IN THE COURT OF APPEALS OF NORTH CAROLINA

No. COA25-1024

Filed 1 July 2026

Pasquotank County, Nos. 24JT001027-690, 24JT001028-690, 24JT001029-690

In re:

D.A.S.,

E.D.S.,

U.J.R.S.

Appeal by respondent-mother from orders entered 29 July 2025 by Judge

Meader W. Harriss, III, in Pasquotank County District Court. Heard in the Court of

Appeals 2 June 2026.

Frank P. Hiner, IV, for petitioner-appellee Pasquotank County Department of

Social Services.

Administrative Office of the Courts, by NC GAL Appellate Counsel Matthew D.

Wunsche, for appellee guardian ad litem.

Jason Senges for respondent-appellant mother.

ZACHARY, Judge.

Respondent-Mother appeals from (1) the trial court’s order adjudicating her

minor children “Dahlia,” “Emmett,” and “Uma”1 neglected; and (2) its disposition

1 We adopt the pseudonyms to which the parties stipulated in order to protect the identities of

the juveniles. See N.C.R. App. P. 42(b).

IN RE: D.A.S., E.D.S., U.J.R.S.

Opinion of the Court

order terminating Respondent-Mother’s parental rights to the children.2 On appeal,

Respondent-Mother argues that the court lacked subject-matter jurisdiction to hear

the case. After careful review, we affirm.

Instruction a >>
According to the court opinion, what does Respondent-Mother argue on appeal?

Records provided >>
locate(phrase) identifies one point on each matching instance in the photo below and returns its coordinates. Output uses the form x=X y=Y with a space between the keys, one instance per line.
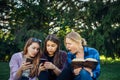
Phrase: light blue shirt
x=89 y=53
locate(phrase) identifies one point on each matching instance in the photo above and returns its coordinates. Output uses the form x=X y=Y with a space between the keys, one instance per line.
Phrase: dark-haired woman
x=56 y=59
x=22 y=70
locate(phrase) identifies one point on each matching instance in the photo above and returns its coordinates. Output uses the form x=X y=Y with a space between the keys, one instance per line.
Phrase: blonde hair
x=75 y=37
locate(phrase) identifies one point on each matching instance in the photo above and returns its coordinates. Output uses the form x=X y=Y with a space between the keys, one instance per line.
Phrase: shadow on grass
x=110 y=70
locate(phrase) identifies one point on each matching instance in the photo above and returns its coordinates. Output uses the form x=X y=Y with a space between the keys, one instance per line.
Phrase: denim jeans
x=43 y=75
x=24 y=78
x=83 y=75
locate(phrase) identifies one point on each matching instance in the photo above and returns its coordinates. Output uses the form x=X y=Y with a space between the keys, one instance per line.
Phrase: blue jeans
x=24 y=78
x=43 y=75
x=83 y=75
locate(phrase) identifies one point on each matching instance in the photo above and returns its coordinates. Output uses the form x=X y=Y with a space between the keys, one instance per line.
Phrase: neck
x=80 y=54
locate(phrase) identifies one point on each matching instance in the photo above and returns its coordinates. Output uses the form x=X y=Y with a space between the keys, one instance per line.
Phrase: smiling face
x=71 y=45
x=51 y=47
x=33 y=49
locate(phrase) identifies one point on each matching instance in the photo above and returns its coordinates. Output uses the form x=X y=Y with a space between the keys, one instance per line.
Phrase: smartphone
x=29 y=60
x=43 y=60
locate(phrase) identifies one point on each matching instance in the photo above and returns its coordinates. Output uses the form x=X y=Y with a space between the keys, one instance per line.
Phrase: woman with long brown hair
x=24 y=65
x=56 y=59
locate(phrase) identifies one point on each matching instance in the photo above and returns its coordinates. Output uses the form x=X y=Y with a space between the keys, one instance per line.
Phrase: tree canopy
x=98 y=21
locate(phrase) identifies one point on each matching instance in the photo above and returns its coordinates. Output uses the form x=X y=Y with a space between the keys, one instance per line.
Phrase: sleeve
x=14 y=65
x=96 y=71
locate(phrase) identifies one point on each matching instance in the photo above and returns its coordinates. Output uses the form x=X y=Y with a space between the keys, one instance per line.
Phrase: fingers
x=26 y=65
x=49 y=65
x=77 y=71
x=41 y=67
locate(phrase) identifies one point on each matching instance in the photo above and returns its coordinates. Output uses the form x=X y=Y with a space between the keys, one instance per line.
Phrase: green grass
x=110 y=70
x=4 y=70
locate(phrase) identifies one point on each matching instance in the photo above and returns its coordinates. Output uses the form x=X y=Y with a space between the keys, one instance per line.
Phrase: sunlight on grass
x=108 y=59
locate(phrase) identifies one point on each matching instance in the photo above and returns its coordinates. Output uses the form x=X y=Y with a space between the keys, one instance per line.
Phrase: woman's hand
x=77 y=71
x=89 y=70
x=41 y=67
x=49 y=65
x=26 y=65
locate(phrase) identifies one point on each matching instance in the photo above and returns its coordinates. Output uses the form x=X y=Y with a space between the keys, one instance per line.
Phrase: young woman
x=22 y=70
x=56 y=59
x=75 y=44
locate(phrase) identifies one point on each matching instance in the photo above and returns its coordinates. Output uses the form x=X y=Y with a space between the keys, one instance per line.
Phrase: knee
x=83 y=72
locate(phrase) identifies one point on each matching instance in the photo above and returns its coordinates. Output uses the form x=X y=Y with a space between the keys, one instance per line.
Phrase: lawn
x=110 y=70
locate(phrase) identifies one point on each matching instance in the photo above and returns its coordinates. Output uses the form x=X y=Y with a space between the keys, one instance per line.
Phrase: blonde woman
x=77 y=48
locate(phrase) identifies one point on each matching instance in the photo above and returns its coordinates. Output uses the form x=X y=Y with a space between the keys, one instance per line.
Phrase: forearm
x=56 y=70
x=18 y=73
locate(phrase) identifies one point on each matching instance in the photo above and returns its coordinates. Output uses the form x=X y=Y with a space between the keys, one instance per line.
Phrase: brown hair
x=59 y=56
x=75 y=37
x=36 y=59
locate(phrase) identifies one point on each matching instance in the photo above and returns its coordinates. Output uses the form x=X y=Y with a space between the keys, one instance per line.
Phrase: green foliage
x=98 y=21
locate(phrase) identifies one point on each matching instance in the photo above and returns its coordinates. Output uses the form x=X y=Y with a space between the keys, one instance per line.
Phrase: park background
x=98 y=21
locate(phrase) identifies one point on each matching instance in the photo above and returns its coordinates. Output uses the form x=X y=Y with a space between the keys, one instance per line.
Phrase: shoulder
x=91 y=50
x=63 y=53
x=17 y=55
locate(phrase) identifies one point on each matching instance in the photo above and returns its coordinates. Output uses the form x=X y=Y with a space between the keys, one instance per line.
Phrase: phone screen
x=43 y=60
x=29 y=60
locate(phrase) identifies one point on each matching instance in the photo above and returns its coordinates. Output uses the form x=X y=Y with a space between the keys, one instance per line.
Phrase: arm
x=96 y=71
x=15 y=71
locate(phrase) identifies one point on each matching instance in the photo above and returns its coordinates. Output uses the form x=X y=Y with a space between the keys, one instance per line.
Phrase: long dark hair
x=59 y=56
x=36 y=59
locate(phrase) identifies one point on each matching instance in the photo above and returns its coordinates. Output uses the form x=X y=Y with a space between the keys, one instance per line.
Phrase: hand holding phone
x=42 y=60
x=29 y=60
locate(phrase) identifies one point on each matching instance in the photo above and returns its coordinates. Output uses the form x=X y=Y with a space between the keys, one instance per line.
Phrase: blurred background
x=98 y=21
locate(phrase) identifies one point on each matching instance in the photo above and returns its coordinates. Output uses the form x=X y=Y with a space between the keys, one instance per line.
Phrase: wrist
x=91 y=74
x=54 y=68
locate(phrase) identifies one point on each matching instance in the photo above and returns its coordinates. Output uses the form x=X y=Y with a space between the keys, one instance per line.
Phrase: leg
x=24 y=78
x=43 y=75
x=66 y=74
x=84 y=75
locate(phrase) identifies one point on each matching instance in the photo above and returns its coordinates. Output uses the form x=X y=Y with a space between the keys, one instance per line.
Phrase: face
x=33 y=49
x=51 y=47
x=71 y=45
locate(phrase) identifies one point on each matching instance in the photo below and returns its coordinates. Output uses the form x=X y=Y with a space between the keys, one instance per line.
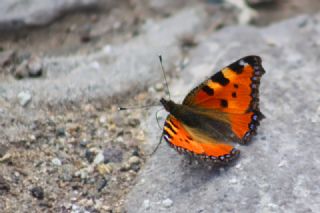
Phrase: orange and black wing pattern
x=234 y=92
x=189 y=141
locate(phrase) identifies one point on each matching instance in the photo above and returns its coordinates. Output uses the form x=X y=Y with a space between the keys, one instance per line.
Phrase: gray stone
x=21 y=13
x=279 y=170
x=24 y=98
x=117 y=69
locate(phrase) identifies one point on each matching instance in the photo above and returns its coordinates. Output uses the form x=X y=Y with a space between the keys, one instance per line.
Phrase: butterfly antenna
x=157 y=118
x=164 y=75
x=160 y=140
x=136 y=107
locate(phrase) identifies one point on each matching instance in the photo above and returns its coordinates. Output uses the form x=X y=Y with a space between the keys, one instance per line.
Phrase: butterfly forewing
x=233 y=91
x=227 y=104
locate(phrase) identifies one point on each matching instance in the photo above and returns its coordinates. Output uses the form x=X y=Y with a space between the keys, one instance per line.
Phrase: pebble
x=37 y=192
x=233 y=181
x=104 y=169
x=167 y=203
x=6 y=57
x=113 y=154
x=24 y=98
x=4 y=186
x=21 y=70
x=125 y=167
x=84 y=172
x=146 y=204
x=56 y=161
x=60 y=132
x=158 y=87
x=101 y=183
x=3 y=150
x=99 y=158
x=34 y=67
x=67 y=172
x=134 y=122
x=90 y=155
x=6 y=157
x=134 y=160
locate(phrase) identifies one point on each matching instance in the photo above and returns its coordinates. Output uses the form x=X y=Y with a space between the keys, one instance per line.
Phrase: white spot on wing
x=243 y=63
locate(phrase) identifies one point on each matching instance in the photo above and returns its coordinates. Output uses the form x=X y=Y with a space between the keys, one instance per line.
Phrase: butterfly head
x=167 y=104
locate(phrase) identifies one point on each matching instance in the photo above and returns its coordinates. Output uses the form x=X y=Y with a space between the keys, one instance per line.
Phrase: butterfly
x=223 y=108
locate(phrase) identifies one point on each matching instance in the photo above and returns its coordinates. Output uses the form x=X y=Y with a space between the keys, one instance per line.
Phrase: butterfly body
x=224 y=108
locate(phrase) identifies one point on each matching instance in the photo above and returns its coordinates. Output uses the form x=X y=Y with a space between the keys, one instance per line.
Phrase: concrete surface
x=21 y=13
x=278 y=171
x=114 y=70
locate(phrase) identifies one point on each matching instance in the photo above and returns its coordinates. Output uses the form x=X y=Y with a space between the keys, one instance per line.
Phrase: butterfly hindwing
x=233 y=91
x=187 y=140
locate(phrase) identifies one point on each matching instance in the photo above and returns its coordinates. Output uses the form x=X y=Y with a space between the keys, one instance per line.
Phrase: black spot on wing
x=224 y=103
x=219 y=78
x=208 y=90
x=170 y=127
x=236 y=67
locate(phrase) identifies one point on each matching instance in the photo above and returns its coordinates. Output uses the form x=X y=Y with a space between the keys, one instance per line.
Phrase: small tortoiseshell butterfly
x=224 y=107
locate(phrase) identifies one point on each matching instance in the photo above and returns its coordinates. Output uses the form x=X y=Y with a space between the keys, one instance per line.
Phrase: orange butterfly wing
x=235 y=91
x=185 y=140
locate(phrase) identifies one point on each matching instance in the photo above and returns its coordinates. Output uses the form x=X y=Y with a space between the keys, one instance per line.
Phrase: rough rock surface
x=112 y=70
x=21 y=13
x=279 y=170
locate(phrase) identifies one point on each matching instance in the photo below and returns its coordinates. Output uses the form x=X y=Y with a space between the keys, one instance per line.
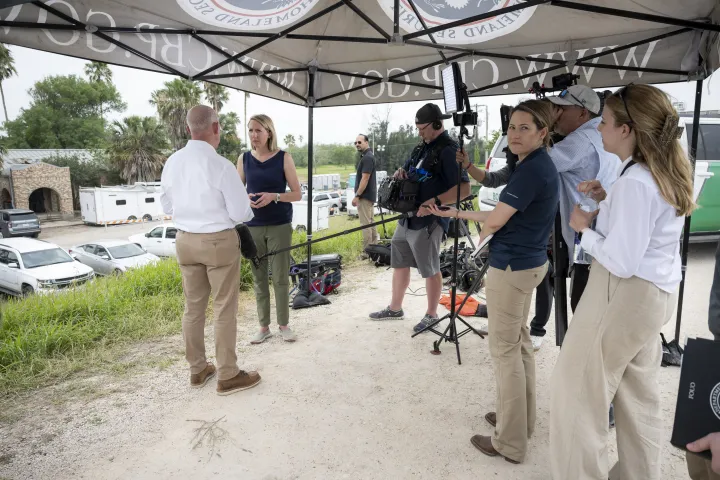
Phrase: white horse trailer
x=121 y=203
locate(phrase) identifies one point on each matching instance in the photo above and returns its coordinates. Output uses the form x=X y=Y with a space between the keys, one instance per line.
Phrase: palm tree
x=7 y=70
x=216 y=95
x=172 y=104
x=137 y=148
x=98 y=72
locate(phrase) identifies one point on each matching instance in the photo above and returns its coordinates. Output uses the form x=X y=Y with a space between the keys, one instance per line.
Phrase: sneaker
x=261 y=336
x=242 y=381
x=288 y=335
x=427 y=320
x=387 y=314
x=198 y=380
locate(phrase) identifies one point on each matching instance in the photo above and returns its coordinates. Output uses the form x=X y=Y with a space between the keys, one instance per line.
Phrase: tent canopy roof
x=360 y=51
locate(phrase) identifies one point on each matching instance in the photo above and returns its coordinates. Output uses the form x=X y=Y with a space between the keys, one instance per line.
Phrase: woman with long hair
x=520 y=224
x=267 y=171
x=612 y=350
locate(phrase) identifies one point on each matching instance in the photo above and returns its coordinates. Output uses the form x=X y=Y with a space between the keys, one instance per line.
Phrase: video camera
x=560 y=82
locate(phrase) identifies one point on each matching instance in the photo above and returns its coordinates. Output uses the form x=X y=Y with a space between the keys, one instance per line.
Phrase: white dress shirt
x=203 y=191
x=637 y=231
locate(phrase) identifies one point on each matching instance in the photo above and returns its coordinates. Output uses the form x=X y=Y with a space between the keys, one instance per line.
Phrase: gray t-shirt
x=367 y=165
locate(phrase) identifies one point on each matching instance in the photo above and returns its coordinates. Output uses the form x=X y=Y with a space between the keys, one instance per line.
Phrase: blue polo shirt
x=439 y=181
x=533 y=189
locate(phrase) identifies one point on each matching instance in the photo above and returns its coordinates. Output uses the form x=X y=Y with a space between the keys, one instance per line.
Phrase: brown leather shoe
x=241 y=381
x=491 y=418
x=198 y=380
x=484 y=444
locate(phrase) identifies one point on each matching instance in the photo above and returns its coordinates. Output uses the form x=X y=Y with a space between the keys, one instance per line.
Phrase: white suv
x=488 y=197
x=34 y=266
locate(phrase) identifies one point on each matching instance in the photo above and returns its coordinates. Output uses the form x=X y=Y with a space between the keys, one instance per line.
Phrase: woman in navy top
x=267 y=171
x=521 y=224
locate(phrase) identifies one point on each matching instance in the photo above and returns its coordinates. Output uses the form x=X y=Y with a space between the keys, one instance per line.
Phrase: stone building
x=28 y=182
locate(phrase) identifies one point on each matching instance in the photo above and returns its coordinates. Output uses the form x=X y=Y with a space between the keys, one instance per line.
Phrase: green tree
x=137 y=148
x=172 y=104
x=230 y=145
x=64 y=113
x=216 y=95
x=83 y=173
x=7 y=70
x=98 y=72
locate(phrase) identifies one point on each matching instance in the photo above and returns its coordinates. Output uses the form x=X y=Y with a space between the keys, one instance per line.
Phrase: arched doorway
x=6 y=199
x=44 y=200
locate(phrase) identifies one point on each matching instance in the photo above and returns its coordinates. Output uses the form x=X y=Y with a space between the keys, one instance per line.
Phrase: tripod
x=451 y=333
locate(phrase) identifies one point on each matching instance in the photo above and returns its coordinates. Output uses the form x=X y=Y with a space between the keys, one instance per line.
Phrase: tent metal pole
x=686 y=228
x=635 y=15
x=311 y=105
x=276 y=36
x=495 y=13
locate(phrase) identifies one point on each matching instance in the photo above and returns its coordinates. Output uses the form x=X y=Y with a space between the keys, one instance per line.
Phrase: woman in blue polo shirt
x=521 y=223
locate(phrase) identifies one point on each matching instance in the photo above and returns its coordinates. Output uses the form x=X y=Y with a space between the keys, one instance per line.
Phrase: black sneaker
x=387 y=314
x=427 y=320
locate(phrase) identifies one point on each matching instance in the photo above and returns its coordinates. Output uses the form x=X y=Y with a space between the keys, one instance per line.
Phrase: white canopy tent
x=322 y=53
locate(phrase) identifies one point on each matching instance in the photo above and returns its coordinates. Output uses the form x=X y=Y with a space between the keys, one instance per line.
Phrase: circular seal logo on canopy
x=715 y=400
x=247 y=14
x=439 y=12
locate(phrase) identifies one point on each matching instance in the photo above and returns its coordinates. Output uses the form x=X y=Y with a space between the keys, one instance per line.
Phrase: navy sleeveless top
x=267 y=176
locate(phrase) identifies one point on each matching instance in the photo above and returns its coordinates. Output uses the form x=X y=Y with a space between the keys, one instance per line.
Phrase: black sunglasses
x=621 y=93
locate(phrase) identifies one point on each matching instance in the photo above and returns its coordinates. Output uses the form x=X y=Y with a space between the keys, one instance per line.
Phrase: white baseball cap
x=580 y=96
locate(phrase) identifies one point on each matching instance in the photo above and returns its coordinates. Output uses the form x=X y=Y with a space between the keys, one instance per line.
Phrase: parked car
x=19 y=222
x=159 y=240
x=112 y=257
x=705 y=225
x=30 y=266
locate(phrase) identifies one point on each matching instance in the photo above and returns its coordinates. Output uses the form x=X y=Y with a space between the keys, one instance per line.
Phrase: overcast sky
x=332 y=124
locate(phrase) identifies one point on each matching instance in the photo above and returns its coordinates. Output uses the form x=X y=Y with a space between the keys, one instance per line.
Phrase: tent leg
x=308 y=235
x=686 y=228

Instruction b >>
Count the lines in the records that contain the string "sneaker", treating uppercase and lowercase as different, and reply with only the number.

Task solution a >>
She argues that the court lacked subject-matter jurisdiction to hear the case.

Task solution b >>
2